→ **WHAT YOU NEED TO DO**: Reproduce the entries below with every occurrence of "trace the outline" swapped for "draw the boundary", leaving everything else unchanged.
╔══
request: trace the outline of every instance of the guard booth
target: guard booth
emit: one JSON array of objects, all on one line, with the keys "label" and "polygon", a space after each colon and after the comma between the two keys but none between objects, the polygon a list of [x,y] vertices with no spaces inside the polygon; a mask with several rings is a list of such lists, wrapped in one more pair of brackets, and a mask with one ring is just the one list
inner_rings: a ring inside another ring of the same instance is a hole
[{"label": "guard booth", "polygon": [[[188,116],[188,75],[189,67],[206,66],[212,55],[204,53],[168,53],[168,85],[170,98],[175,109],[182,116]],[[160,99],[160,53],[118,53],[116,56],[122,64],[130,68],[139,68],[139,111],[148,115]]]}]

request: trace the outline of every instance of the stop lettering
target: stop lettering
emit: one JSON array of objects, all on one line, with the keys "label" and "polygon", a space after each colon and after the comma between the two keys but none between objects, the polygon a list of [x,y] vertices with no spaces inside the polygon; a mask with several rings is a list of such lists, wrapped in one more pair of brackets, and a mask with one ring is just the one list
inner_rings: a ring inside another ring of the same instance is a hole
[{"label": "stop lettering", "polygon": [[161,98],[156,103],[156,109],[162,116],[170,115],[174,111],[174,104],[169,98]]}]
╚══
→ **RESPONSE TO THE EXERCISE**:
request: draw the boundary of every instance of the guard booth
target: guard booth
emit: one JSON array of objects, all on one line, with the keys "label" and "polygon", a space after each colon and after the comma between the two keys but none between objects, the polygon a list of [x,y] vertices with no spaces inside the polygon; a mask with several rings is a list of such lists, wrapped in one more pair of brackets, and a mask with one ring is just the one list
inner_rings: a ring inside another ring of the same instance is a hole
[{"label": "guard booth", "polygon": [[[188,116],[188,75],[189,67],[206,66],[212,55],[204,53],[168,53],[168,85],[170,98],[175,109],[182,116]],[[160,99],[160,53],[118,53],[116,56],[122,64],[130,68],[139,68],[139,111],[148,115]]]}]

request: draw the boundary of every instance of the stop lettering
target: stop lettering
emit: one JSON array of objects, all on one line, with the keys "label" and "polygon", a space after each colon and after the comma between the two keys but none between objects, the polygon a list of [x,y] vertices with no spaces inside the polygon; a mask with several rings is a list of such lists, wrapped in one more pair of brackets, and a mask with one ring is just the one list
inner_rings: a ring inside another ring of the same instance is a hole
[{"label": "stop lettering", "polygon": [[161,98],[156,103],[156,109],[162,116],[170,115],[174,111],[174,104],[169,98]]}]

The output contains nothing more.